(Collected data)
= Beginning of Section =

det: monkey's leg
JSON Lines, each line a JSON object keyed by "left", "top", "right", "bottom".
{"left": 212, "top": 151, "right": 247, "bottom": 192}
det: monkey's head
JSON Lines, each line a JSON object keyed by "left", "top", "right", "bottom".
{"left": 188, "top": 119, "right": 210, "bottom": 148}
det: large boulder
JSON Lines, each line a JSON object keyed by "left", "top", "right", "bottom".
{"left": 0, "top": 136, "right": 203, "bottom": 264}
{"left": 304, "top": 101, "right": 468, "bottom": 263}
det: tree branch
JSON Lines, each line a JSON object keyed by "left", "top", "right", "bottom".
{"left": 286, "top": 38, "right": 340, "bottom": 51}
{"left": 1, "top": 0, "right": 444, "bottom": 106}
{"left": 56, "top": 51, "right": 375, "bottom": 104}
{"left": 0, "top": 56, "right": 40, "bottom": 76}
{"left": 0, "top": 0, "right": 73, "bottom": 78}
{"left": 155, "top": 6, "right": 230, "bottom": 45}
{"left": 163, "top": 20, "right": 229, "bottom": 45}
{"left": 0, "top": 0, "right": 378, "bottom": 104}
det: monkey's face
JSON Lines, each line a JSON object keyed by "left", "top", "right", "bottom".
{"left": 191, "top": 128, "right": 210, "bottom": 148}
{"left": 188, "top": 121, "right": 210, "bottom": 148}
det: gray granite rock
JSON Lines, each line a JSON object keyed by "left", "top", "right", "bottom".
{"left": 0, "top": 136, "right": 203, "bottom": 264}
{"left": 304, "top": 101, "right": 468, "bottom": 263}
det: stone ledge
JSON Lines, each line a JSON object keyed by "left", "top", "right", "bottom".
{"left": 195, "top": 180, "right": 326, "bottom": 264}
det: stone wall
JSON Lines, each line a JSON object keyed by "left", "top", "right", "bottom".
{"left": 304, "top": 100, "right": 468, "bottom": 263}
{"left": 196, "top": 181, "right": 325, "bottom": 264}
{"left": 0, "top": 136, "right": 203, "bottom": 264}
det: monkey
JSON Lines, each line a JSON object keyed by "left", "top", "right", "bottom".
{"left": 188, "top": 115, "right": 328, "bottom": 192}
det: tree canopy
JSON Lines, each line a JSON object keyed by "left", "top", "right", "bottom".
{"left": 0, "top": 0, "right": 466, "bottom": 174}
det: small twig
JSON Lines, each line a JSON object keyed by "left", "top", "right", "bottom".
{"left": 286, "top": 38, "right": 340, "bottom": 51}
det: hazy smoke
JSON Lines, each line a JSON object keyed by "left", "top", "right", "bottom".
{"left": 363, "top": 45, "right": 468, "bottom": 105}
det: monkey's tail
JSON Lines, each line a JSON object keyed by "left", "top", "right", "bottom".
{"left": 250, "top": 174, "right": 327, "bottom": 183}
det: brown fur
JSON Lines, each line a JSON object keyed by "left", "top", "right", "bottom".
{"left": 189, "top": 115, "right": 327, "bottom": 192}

= End of Section =

Assignment >> Here, the records must be output exactly and in full.

Written answer >>
det: monkey's leg
JSON Lines, each line a JSON object keyed by "left", "top", "right", "bottom".
{"left": 212, "top": 151, "right": 247, "bottom": 192}
det: monkey's head
JSON Lines, each line a JSON object keyed by "left", "top", "right", "bottom".
{"left": 188, "top": 119, "right": 210, "bottom": 148}
det: large boulder
JSON Lines, each line a JSON object keyed by "left", "top", "right", "bottom".
{"left": 0, "top": 136, "right": 203, "bottom": 264}
{"left": 304, "top": 101, "right": 468, "bottom": 263}
det: tree branch
JSON Lines, each line a JSON object keyed by "left", "top", "right", "bottom".
{"left": 286, "top": 38, "right": 340, "bottom": 51}
{"left": 1, "top": 0, "right": 444, "bottom": 106}
{"left": 56, "top": 51, "right": 375, "bottom": 104}
{"left": 0, "top": 56, "right": 40, "bottom": 76}
{"left": 0, "top": 0, "right": 73, "bottom": 78}
{"left": 155, "top": 6, "right": 230, "bottom": 45}
{"left": 163, "top": 20, "right": 229, "bottom": 45}
{"left": 0, "top": 0, "right": 378, "bottom": 104}
det: monkey's face
JSON Lines, each line a JSON object keyed by "left", "top", "right", "bottom".
{"left": 191, "top": 128, "right": 210, "bottom": 148}
{"left": 188, "top": 121, "right": 210, "bottom": 148}
det: gray granite rock
JSON Lines, each line a JSON object keyed by "left", "top", "right", "bottom".
{"left": 0, "top": 136, "right": 203, "bottom": 264}
{"left": 304, "top": 101, "right": 468, "bottom": 263}
det: stone ledge
JSON Lines, each line a JSON object keyed by "left", "top", "right", "bottom".
{"left": 195, "top": 180, "right": 326, "bottom": 264}
det: stone wall
JSON Lines, each line a JSON object keyed by "left", "top", "right", "bottom".
{"left": 304, "top": 100, "right": 468, "bottom": 263}
{"left": 196, "top": 181, "right": 325, "bottom": 264}
{"left": 0, "top": 136, "right": 203, "bottom": 264}
det: monkey
JSON Lines, each line a JSON object keyed by "left", "top", "right", "bottom".
{"left": 188, "top": 115, "right": 328, "bottom": 192}
det: tree canopy
JSON Lines, each line a JSON object keyed by "left", "top", "right", "bottom".
{"left": 0, "top": 0, "right": 466, "bottom": 174}
det: small twig
JSON Lines, each line a JSON object keyed by "left", "top", "right", "bottom".
{"left": 286, "top": 38, "right": 340, "bottom": 51}
det: hazy smoke
JSON Lines, each line a JSON object keyed by "left", "top", "right", "bottom".
{"left": 363, "top": 45, "right": 468, "bottom": 105}
det: monkey's tail
JSON Lines, each line a JSON object keyed by "left", "top", "right", "bottom".
{"left": 250, "top": 174, "right": 327, "bottom": 183}
det: brown fur
JSON Lines, each line a JSON object keyed by "left", "top", "right", "bottom".
{"left": 189, "top": 115, "right": 327, "bottom": 192}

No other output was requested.